## BRANO DA LEGGERE
───
Lassù, dove a dominare incontrastati erano ( e restano) i grandi silenzi, i ghiacciai perenni, le alte cime innevate di montagne ‘martoriate’ dalle intemperie; con oltre 1200 isole, alcune delle quali allora menzionate per le cave d’oro, rame, stagno, zinco, e quindi capaci di attirare la più parte solo pericolosi avventurieri.

Un viaggiatore scrisse: “ Non so se ci sia l’inferno, ma se c’è non può essere più terribile dell’Alaska”. Un landa tanto inospitale, quindi, da contare non più di 60 mila abitanti. La missione avviata dai Gesuiti nel 1886, comprende inizialmente cinque membri, rapidamente ridotti a due. Giunta a Nulato, la missione trova solo “selvaggi difficili da trattare soprattutto per l’influenza che avevano presso di loro gli uomini di medicina”. I due sopravvissuti si fermano, ma non dispongono di nulla tanto che, nel 1888, “piansero di gioia al vedere arrivare ( altri) cinque religiosi: padre Genna e il fratello Rosati, oltre a tre suore di Sant’Anna”.
───
## VOCI RIPORTATE
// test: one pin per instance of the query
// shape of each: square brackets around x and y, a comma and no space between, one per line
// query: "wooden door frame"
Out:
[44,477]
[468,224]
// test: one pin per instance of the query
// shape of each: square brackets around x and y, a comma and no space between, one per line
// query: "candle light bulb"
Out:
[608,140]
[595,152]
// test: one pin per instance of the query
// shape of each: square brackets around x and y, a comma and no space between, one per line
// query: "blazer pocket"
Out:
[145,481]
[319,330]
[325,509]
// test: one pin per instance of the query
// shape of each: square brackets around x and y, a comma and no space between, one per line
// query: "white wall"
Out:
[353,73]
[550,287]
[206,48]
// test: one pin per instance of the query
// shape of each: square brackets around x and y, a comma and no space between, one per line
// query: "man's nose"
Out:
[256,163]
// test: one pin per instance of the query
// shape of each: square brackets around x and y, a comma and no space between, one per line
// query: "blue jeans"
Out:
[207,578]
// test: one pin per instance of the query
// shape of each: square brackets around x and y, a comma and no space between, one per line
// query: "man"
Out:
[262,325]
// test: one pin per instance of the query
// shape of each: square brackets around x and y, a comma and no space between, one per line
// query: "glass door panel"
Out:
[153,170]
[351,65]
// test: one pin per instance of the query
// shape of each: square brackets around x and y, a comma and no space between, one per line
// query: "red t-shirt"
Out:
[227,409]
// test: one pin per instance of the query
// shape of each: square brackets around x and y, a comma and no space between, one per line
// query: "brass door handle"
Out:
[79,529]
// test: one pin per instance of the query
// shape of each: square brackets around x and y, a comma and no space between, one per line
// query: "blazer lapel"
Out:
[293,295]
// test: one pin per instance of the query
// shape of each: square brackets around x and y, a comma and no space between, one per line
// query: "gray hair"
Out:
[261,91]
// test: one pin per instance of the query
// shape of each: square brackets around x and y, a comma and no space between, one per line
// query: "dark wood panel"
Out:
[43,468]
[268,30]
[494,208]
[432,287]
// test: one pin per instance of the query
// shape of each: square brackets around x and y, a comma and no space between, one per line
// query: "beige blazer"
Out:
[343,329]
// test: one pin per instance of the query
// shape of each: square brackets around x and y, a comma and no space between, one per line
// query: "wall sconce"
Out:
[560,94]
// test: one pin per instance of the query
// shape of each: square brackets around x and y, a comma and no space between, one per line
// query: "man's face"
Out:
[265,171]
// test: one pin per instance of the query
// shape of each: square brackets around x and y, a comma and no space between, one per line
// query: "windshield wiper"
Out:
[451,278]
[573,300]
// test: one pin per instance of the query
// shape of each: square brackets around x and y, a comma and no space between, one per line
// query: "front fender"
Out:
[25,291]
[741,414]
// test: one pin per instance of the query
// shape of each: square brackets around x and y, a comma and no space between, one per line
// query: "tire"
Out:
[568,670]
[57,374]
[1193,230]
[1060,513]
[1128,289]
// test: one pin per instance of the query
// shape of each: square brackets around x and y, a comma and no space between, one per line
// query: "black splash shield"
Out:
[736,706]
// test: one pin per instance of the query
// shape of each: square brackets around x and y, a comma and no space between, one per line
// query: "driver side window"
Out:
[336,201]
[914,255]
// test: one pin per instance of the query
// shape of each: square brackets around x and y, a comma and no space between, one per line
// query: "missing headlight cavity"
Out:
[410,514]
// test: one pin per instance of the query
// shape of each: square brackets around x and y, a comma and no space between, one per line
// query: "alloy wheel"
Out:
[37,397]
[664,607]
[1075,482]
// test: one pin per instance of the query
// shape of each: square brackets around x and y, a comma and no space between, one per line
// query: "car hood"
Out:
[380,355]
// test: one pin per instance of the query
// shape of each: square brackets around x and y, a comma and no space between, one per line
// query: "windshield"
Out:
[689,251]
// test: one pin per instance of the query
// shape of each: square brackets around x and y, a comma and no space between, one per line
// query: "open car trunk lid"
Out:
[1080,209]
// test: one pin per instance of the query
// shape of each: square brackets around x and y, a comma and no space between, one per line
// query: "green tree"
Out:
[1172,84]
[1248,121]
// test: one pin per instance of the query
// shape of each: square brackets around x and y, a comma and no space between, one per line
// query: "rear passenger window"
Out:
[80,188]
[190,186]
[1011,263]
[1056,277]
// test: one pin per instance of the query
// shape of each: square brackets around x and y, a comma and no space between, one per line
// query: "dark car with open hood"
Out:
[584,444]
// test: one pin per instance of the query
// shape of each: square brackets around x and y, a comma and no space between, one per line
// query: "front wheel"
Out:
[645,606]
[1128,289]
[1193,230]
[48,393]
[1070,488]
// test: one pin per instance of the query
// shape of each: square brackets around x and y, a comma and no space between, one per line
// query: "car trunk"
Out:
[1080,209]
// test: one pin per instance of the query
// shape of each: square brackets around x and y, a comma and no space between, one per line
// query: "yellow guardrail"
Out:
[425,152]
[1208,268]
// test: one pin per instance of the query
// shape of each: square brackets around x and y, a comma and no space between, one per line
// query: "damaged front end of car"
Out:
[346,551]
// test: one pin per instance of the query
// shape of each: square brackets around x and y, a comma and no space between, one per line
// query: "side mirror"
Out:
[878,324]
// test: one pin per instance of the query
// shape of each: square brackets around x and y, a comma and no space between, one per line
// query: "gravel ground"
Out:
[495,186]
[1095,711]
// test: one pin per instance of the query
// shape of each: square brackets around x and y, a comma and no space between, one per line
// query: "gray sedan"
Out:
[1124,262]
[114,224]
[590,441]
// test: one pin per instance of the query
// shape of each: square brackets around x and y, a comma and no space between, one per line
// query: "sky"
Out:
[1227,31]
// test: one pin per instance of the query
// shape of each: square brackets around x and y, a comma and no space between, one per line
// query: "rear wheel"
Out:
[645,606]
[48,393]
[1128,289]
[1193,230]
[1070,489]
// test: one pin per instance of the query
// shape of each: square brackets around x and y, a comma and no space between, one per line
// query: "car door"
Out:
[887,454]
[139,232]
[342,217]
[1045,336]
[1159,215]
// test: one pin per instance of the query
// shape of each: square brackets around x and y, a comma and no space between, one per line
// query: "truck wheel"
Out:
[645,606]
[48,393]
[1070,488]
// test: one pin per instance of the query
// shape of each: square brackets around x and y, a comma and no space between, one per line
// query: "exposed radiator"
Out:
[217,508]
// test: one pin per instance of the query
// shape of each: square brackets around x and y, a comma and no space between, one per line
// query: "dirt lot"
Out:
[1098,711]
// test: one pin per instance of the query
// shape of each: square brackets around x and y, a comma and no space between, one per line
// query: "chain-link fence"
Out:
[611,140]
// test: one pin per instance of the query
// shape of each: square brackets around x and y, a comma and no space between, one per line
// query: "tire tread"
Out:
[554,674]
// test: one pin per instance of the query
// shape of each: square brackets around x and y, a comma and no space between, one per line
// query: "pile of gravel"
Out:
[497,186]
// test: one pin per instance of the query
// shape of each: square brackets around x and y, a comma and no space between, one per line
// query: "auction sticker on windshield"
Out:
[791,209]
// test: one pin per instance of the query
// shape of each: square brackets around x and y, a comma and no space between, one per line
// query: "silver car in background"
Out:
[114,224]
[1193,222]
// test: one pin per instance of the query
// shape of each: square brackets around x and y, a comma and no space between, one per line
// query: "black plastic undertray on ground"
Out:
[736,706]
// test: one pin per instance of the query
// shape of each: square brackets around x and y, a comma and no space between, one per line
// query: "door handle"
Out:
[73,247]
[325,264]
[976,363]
───
Riprendi il brano sulla missione dei Gesuiti in Alaska subito dopo l'ultima frase e prosegui il racconto. L'elenco proviene da una fonte diversa dal brano.

La gran parte dell’interno dell’Alaska era allora un autentico rompicapo. Padre Tosi, una volta, vuole addentrarsi e visita 40 villaggi, facendoli trascrivere per la prima volta sulla carta geografica. In Alaska la donna, indigena o bianca che sia, più che moglie è schiava dell’uomo, mentre i ‘figli della colpa’ vengono regolarmente abbandonati. Lui, padre Tosi, invece, per quanto possibile, li raccoglie impartendo loro le cognizioni elementari del leggere e dello scrivere e perfino della musica, consegnandoli infine alle suore di Holy Cross. Ma questi sono solo alcuni dei tantissimi ‘frammenti’ di vita di padre Tosi, che necessiterebbero di ben altro spazio per essere adeguatamente conosciuti e meditati. Per chiudere, verso la fine del 1892, padre Tosi torna in Italia. E’ accolto, amorevolmente, da papa Leone XIII che lo incoraggia a proseguire il lavoro svolto con queste parole: “ Andate, fate voi da Papa in quelle regioni”, confermandogli in pratica ogni facoltà sacerdotale, compresa quella di amministrare la cresima. Appena il tempo di rivedere la sua terra, la gente rimasta, eppoi, di nuovo il ritorno in Alaska dove, a sigillo di una esistenza tutta dedita al prossimo, padre Tosi oltre a dare vita a tre nuove stazioni missionarie intraprende un lungo viaggio verso il golfo di Kotzebue Sound, oltre lo stretto di Bering, stabilendovi un’altra missione ed una scuola.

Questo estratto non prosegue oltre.